● **WHAT YOU SHOULD DO**: For each entry, return the text exactly and omit any image.

● **DATA FOR THIS TASK**:

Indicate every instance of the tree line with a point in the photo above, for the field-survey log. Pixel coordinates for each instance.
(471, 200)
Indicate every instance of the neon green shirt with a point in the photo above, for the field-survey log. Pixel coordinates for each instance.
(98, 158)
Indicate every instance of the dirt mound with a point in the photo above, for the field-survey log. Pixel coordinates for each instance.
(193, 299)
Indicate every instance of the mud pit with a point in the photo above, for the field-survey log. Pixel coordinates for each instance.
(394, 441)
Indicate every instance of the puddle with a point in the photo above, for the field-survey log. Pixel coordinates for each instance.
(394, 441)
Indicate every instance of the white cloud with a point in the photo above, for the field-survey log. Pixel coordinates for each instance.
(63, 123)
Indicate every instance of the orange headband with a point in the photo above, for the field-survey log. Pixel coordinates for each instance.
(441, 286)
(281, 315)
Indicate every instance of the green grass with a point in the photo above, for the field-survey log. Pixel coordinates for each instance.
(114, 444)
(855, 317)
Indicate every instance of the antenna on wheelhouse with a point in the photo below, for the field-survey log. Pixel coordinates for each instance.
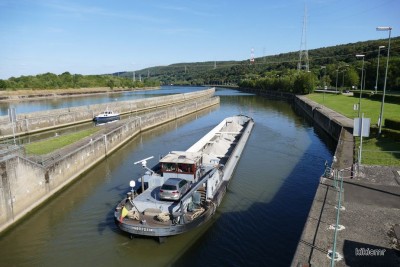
(144, 164)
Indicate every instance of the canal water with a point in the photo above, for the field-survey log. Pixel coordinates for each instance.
(259, 222)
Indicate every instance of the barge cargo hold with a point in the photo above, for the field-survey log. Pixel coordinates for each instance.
(207, 166)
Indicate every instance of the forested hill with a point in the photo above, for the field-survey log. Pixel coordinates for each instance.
(333, 58)
(335, 66)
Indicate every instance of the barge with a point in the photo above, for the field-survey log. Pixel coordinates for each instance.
(207, 166)
(106, 116)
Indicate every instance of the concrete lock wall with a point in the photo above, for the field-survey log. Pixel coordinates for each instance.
(327, 121)
(25, 184)
(44, 120)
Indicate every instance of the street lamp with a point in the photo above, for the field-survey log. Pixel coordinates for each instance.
(377, 68)
(362, 79)
(384, 85)
(347, 65)
(323, 96)
(324, 67)
(337, 74)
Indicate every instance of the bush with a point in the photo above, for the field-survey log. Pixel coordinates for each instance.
(392, 124)
(390, 133)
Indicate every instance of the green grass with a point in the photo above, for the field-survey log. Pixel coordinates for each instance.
(344, 105)
(380, 151)
(376, 151)
(52, 144)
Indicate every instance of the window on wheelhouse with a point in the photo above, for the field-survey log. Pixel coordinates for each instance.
(179, 167)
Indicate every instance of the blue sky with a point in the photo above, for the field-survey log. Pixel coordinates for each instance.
(104, 36)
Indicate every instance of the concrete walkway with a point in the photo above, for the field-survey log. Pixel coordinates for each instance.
(371, 198)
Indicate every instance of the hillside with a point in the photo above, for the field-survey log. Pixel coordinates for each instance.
(334, 57)
(335, 66)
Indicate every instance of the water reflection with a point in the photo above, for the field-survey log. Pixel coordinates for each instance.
(259, 222)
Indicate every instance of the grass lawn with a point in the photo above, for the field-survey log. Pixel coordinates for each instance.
(376, 151)
(54, 143)
(344, 105)
(382, 151)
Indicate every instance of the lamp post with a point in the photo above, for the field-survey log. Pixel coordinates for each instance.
(384, 85)
(362, 79)
(323, 96)
(337, 74)
(347, 65)
(377, 68)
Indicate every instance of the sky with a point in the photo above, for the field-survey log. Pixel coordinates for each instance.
(108, 36)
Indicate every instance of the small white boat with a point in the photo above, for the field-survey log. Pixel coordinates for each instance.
(106, 116)
(207, 167)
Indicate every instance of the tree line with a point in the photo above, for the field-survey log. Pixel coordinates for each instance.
(332, 67)
(68, 80)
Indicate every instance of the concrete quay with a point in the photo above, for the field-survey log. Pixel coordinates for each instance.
(371, 201)
(26, 184)
(51, 119)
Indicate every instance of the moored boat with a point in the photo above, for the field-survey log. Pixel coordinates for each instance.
(106, 116)
(207, 166)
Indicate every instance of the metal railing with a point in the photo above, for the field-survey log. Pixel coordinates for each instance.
(379, 157)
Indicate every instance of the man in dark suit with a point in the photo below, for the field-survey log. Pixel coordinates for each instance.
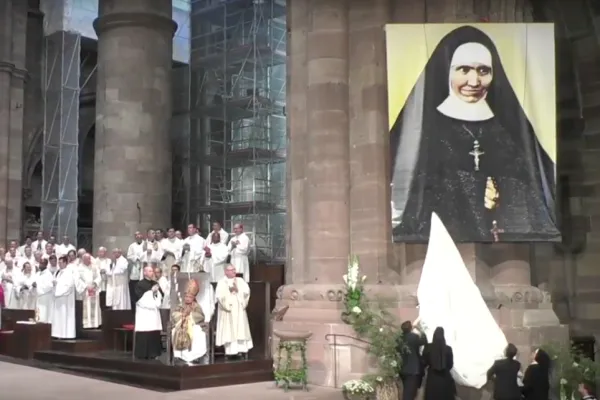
(411, 372)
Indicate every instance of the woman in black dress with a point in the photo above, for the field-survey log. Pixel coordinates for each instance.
(536, 382)
(439, 360)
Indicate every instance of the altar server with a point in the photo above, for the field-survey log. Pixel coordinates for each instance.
(233, 330)
(66, 285)
(148, 323)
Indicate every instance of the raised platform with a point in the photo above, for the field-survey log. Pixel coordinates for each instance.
(118, 367)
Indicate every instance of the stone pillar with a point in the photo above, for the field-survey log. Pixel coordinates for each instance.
(328, 175)
(297, 119)
(132, 166)
(369, 142)
(13, 37)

● **SOLUTION FOR THIS PROBLEM**:
Indicate every instance of the tree line with a point in the photo above, for the field-survey log. Pixel coordinates for each instance.
(471, 200)
Indicate every instance of the neon green shirt with a point in the photo above, for the field-survey log. Pixel coordinates for each instance.
(98, 158)
Indicate every instance of the dirt mound with a point in the photo above, for the field-survey log. Pixel coordinates for each instance.
(193, 299)
Indicate every instance of the mud pit with a point in the photo above, for the field-survey log. Pixel coordinates for each instance.
(394, 441)
Indicate every instance of the puddle with a point in the photo above, for the field-survey log. Pixel coordinates for each instance.
(394, 441)
Indicate every instance of the white cloud with a point in the photo above, for the field-survey log. Pixel coordinates for each instance.
(63, 123)
Indicate every instance of the orange headband with a point in the photo above, for the field-survey log. Pixel coordinates for each instance.
(441, 286)
(281, 315)
Indicate every instance of the green grass with a point in the photo above, for the field-survey log. Pixel coordinates for each instance.
(114, 444)
(855, 317)
Indicate every instance of the antenna on wheelhouse with a point in the photo below, for the field-survey log. Pixel coordinates for each instance.
(144, 164)
Indicate every instance of the canal water with a point in the photo above, for the field-survey log. Pixel coordinates for each instance.
(259, 222)
Indicate every instance of the barge cargo hold with a point in the photo above, for the field-survey log. Pixel coordinates for each instance.
(207, 166)
Indicate every instance of the forested hill with a point in the photo above, for the field-survey log. Pixel coordinates for each instance.
(333, 58)
(335, 66)
Indicate every instance of the barge with a point in the photo above, for the field-survey log. Pixel coordinates for each instance.
(207, 166)
(106, 116)
Indicate every instance of the concrete lock wall with a point in the photo above, for the field-survey log. Pixel coordinates for each instance.
(327, 121)
(25, 184)
(44, 120)
Indicate every instance of the street lamp with a point in the photo above, for the field-survey log. Pixel coordinates for each instance.
(377, 68)
(362, 79)
(384, 85)
(347, 65)
(323, 96)
(324, 67)
(337, 74)
Indicate every instance of the bush with a point in the photo above, for the field-survey log. Pixel coordinates for each instance.
(392, 124)
(390, 133)
Indicate every instance of the green grass with a point in the photo above, for the field-survey log. Pixel coordinates for each instance.
(344, 105)
(380, 151)
(376, 151)
(52, 144)
Indicate every instance of the window on wheelhouse with a point in the photo above, for the field-survey log. Pixel coordinates for each instance.
(179, 167)
Indicate every instance of the blue sky with a point in the photo above, for the field-survey log. Pixel coordinates for each instance.
(104, 36)
Indicate every instance of the concrete walkway with a point in the photo above, for the field-survey log. Pixel coordinates for each instance.
(371, 198)
Indicate every instance of the hillside with a point in the photo above, for the field-survey log. Pixel coordinates for each instance.
(334, 57)
(335, 66)
Indicate every instance of the water reflection with a point in the photo above, for the field-survey log. Pixel coordinates for each instance.
(259, 222)
Indicate every instance of the grass lawn with a point in the photo above, for the field-survey log. Pixel coordinates for each instance.
(376, 151)
(54, 143)
(344, 105)
(382, 151)
Indicate every instance of the lamp post with a point in the photo above, for the field-survey log. Pixel coordinates for each instance.
(384, 85)
(362, 79)
(323, 96)
(337, 74)
(347, 65)
(377, 68)
Indicate every instance of the sky with a point in the photo above, for the field-survey log. Pixel coordinates for each instance.
(108, 36)
Indicate every instance of the small white boat with a point in the photo above, for the field-survey log. Pixel coordinates for each instance.
(106, 116)
(207, 167)
Indicate every instance of the tree line with a point in the photo above, for the field-survey log. Pixel coordinates for each instance.
(332, 67)
(68, 80)
Indicate every instance of the concrete quay with a point in the photo above, for the field-survey log. Pixel coordinates for each instance.
(371, 201)
(26, 184)
(51, 119)
Indicate every instance of the moored boat with a point in the photo above, for the field-survey log. Pixel coordinates for each instance.
(106, 116)
(207, 166)
Indicate every instance of the metal railing with a point in the photo above, for the field-survey log. Pixel coordinates for each instance.
(379, 157)
Indicate every instance of the man in dark suit with a point in the photo below, for the field-survey log. Pixel coordinates for each instance.
(411, 372)
Indicate every instance of the woman in black dress with a point in the photo above, for the field-survey log. Pixel coordinates for each instance.
(536, 382)
(439, 360)
Indicate every instance of the altar server with a point in the photo above, for the field-survey log. Pixel coordinates for each instance.
(233, 330)
(66, 285)
(148, 323)
Indicate every instance of the raised platform with a point in the photo above, for the field-survey log. Pixel coordinates for each instance.
(118, 367)
Indicate every instance of the stone pillar with a point in the photo above, for the field-survey log. Pixel coordinates for each instance.
(328, 175)
(297, 119)
(132, 166)
(369, 142)
(13, 37)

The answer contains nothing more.